> Assignment:
Write the entries out exactly, with the final line being the one containing "Target: tall tree".

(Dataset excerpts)

-------------------------

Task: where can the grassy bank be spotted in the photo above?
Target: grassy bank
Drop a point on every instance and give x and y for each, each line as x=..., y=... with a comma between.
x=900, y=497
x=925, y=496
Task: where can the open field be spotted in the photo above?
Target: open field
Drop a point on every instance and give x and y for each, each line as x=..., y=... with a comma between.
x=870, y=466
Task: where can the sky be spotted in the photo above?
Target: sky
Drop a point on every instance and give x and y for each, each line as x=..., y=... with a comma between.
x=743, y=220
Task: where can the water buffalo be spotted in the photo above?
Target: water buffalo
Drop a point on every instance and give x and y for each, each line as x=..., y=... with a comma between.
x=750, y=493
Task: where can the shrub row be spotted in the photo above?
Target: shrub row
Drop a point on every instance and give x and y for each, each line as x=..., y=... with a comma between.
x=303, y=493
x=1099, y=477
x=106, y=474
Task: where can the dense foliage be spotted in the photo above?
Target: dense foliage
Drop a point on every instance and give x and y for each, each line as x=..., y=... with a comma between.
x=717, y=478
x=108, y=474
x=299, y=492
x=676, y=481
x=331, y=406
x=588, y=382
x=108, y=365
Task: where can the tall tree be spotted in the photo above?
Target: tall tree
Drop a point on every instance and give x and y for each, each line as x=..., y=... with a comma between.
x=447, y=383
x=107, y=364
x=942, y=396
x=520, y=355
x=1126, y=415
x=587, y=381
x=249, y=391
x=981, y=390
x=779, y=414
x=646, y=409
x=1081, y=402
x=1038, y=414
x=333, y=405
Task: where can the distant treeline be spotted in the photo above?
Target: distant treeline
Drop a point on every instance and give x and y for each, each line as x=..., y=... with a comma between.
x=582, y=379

-------------------------

> Task result:
Task: where can the grassy bank be spotted in the photo above?
Target: grassy bank
Drop a point on every instance and give x and y for each, each line as x=..., y=... with a comma between.
x=900, y=497
x=925, y=496
Task: where can the open field be spotted in the photo above?
Target: open field
Drop a point on every instance and give x and y for each, each line as x=..., y=... with a comma between.
x=870, y=466
Task: where can the sky be spotted in the photo above?
Target: sky
Drop a point on every instance and give x and y for each, each line as x=..., y=... with a comma between.
x=743, y=220
Task: where can the water buffalo be spotted in the photo above?
Target: water buffalo
Drop a point on every instance and give x and y for each, each line as x=..., y=... with a comma between.
x=750, y=493
Task: where can the shrub row be spotted in the photo above?
Target: shrub row
Drop a point on every instance and give x and y for each, each line as x=..., y=... with a comma between.
x=303, y=493
x=1099, y=477
x=106, y=474
Task: where can the dense foliage be spotted in the photo above?
Target: dense foliage
Drop a point on every instance and give x and y for each, each line as x=..., y=... with a comma between.
x=717, y=478
x=108, y=474
x=299, y=492
x=676, y=481
x=331, y=406
x=588, y=382
x=108, y=365
Task: where can the tall tree be spotted in the photo above?
Target: tall tree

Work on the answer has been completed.